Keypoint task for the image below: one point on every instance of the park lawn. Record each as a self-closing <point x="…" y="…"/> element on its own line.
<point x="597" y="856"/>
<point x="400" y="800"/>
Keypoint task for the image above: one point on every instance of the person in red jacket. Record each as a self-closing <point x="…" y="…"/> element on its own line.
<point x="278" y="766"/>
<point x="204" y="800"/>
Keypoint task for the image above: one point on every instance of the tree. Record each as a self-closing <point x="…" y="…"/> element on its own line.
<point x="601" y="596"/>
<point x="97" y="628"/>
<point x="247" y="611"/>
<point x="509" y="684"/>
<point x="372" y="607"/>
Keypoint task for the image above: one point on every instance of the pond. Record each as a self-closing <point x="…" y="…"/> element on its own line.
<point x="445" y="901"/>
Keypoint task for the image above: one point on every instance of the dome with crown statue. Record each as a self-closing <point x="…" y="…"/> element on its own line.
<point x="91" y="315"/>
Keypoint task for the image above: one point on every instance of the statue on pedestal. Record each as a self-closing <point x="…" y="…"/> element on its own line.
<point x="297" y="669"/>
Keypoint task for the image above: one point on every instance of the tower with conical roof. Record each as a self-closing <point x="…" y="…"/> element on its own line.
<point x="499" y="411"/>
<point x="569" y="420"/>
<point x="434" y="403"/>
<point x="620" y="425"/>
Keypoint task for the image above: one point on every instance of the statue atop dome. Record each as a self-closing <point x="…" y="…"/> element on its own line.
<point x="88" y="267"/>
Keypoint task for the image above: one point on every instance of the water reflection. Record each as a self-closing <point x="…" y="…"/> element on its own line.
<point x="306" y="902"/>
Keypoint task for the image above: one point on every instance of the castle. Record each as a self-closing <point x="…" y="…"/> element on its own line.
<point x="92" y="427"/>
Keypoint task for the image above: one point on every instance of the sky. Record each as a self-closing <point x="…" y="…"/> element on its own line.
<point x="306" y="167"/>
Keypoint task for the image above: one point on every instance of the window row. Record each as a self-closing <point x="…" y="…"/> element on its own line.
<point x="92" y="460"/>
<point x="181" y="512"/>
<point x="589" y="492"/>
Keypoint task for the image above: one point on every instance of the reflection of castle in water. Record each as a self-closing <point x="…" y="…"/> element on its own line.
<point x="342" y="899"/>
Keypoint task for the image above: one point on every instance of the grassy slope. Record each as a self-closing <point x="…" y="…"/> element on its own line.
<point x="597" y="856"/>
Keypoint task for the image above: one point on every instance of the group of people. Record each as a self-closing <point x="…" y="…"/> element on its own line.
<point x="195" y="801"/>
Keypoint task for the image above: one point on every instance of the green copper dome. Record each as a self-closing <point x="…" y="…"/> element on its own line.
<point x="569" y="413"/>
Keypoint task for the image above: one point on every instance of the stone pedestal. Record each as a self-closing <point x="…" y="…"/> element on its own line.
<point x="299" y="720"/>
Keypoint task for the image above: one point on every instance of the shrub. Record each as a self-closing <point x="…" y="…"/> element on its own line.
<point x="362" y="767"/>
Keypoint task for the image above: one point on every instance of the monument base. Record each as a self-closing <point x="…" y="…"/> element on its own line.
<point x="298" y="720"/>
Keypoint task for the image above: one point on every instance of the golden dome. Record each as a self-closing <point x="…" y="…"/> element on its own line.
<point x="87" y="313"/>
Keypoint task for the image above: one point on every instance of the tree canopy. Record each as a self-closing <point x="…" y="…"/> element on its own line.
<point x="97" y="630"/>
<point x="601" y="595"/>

-------------------------

» **REQUIRED WORK**: Make an exact copy of all the entries above.

» **ANSWER SECTION**:
Keypoint task for the image below: one point on every instance of the park lawn. Record each as a self-closing <point x="…" y="…"/> element on its own line.
<point x="597" y="856"/>
<point x="400" y="800"/>
Keypoint task for the image above: one point on every instance of the person in red jacket. Record each as a self-closing <point x="…" y="…"/> element on its own line.
<point x="278" y="766"/>
<point x="204" y="800"/>
Keypoint task for the image above: one point on every instance of the tree. Record each as a self-closing <point x="…" y="…"/> element on its own line.
<point x="601" y="596"/>
<point x="97" y="628"/>
<point x="247" y="611"/>
<point x="509" y="684"/>
<point x="372" y="607"/>
Keypoint task for the image above: one point on every instance of the pond. Record each as a self-closing <point x="…" y="…"/> element on its own line.
<point x="445" y="901"/>
Keypoint task for the image above: one point on every instance of the dome with crown statue. Record each as a self-closing <point x="…" y="…"/> element on its own line.
<point x="91" y="315"/>
Keypoint task for the image above: one point on every instance of the statue on pedestal. Record each as a self-closing <point x="…" y="…"/> element on its own line.
<point x="297" y="669"/>
Keypoint task for the image above: one point on every instance of the tower with conical roof. Record each as a self-closing <point x="…" y="…"/> element on its own line.
<point x="499" y="411"/>
<point x="569" y="420"/>
<point x="434" y="403"/>
<point x="620" y="425"/>
Keypoint task for the image above: one point on every instance of the statue atop dome. Record each as a self-closing <point x="…" y="…"/> element on its own line.
<point x="88" y="267"/>
Keypoint task for the image above: one point on every instance of the water reflection. Record each as a self-closing <point x="…" y="…"/> element on its own line.
<point x="306" y="902"/>
Keypoint task for the image above: one point on every instance of the castle. Record each as a self-closing <point x="…" y="…"/> element on its own line.
<point x="92" y="427"/>
Keypoint task for the image above: one point on every instance of the sky. Record each as a self-closing <point x="…" y="…"/> element on its own line.
<point x="306" y="167"/>
Keypoint task for the image above: one point on every instance of the window row. Record each as a self-closing <point x="…" y="…"/> element on its own line.
<point x="92" y="460"/>
<point x="181" y="512"/>
<point x="589" y="492"/>
Keypoint task for the image above: one point on every instance of the reflection of castle in water. Record each as a self-closing <point x="…" y="…"/> element on its own line.
<point x="342" y="899"/>
Keypoint task for the image above: one point on every instance of the grassy slope. Record each as a self-closing <point x="…" y="…"/> element on its own line.
<point x="597" y="856"/>
Keypoint task for the image above: one point on every instance of the group of people. Record each as a self-closing <point x="…" y="…"/> element on its own line.
<point x="195" y="801"/>
Keypoint task for the image above: one point on every instance of the green copper dome. Record each as a self-closing <point x="…" y="…"/> element on its own line.
<point x="569" y="413"/>
Keypoint task for the image above: one point on every instance of the stone pedestal. Record each as a self-closing <point x="…" y="…"/> element on its own line.
<point x="299" y="720"/>
Keypoint task for the image above: one point on every instance of the shrub. Record each as a self-closing <point x="…" y="…"/> element on its own line.
<point x="362" y="767"/>
Keypoint task for the image above: one point on every instance of the monument base. Record each as a self-closing <point x="…" y="…"/> element on its own line.
<point x="298" y="720"/>
Keypoint task for the image above: one point on every instance of the golden dome. Record each as a self-closing <point x="…" y="…"/> element on its own line.
<point x="87" y="313"/>
Keypoint task for the image above: one point on every instance of the tree canopy. Record each as a self-closing <point x="…" y="…"/> element on its own line.
<point x="97" y="630"/>
<point x="601" y="595"/>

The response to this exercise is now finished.